DATA FOR THE TASK:
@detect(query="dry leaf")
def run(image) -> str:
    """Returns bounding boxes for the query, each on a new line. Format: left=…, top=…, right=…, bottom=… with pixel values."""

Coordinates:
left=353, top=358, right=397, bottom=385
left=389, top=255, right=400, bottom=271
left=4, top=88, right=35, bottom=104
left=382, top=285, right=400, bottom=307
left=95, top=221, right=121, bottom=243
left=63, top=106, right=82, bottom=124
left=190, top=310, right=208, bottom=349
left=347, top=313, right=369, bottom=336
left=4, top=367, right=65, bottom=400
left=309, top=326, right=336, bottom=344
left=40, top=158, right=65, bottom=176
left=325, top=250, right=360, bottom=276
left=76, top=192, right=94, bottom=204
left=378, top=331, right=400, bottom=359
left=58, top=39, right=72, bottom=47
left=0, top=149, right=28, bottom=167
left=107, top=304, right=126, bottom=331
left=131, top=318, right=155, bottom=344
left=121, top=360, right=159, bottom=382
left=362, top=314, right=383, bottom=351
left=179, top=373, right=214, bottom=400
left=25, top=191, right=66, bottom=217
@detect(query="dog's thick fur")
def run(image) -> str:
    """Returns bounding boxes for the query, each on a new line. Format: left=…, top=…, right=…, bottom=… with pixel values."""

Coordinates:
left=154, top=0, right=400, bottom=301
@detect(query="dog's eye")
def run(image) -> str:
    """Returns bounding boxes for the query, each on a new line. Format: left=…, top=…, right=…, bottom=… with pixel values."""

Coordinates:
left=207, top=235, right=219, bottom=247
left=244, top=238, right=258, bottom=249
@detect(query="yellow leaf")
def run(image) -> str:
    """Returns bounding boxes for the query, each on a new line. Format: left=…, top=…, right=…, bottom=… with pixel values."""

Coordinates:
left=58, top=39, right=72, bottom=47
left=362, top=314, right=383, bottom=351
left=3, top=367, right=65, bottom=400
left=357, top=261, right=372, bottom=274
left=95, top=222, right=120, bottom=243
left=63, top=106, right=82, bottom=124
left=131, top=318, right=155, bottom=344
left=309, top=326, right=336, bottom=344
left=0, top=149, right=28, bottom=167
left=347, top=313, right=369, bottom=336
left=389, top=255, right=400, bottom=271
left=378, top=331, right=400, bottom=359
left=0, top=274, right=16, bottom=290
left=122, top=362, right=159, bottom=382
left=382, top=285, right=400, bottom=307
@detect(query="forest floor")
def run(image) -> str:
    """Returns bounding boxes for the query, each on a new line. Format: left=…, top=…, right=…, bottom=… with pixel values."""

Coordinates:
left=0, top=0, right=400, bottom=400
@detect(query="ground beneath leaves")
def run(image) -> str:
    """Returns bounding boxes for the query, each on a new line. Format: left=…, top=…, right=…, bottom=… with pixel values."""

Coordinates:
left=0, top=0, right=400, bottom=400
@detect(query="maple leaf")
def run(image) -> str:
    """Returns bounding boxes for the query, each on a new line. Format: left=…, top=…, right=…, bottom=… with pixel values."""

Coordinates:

* * *

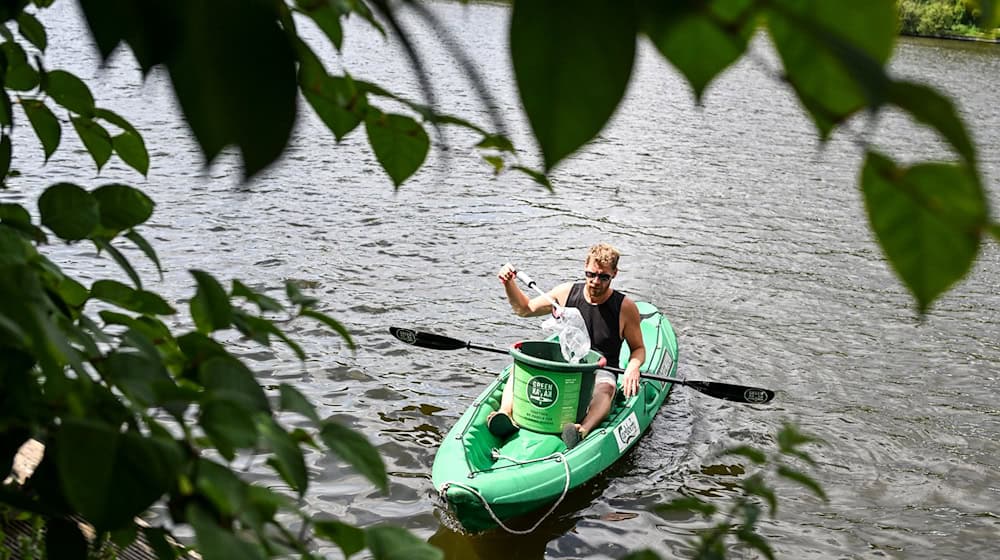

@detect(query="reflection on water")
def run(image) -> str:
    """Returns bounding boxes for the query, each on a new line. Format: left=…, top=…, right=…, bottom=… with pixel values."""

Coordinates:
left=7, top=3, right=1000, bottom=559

EXERCISE REQUIREMENTS: Count the lines in the records above that contain the string "detect", and reply with the number only.

FINISHED EXERCISE: 8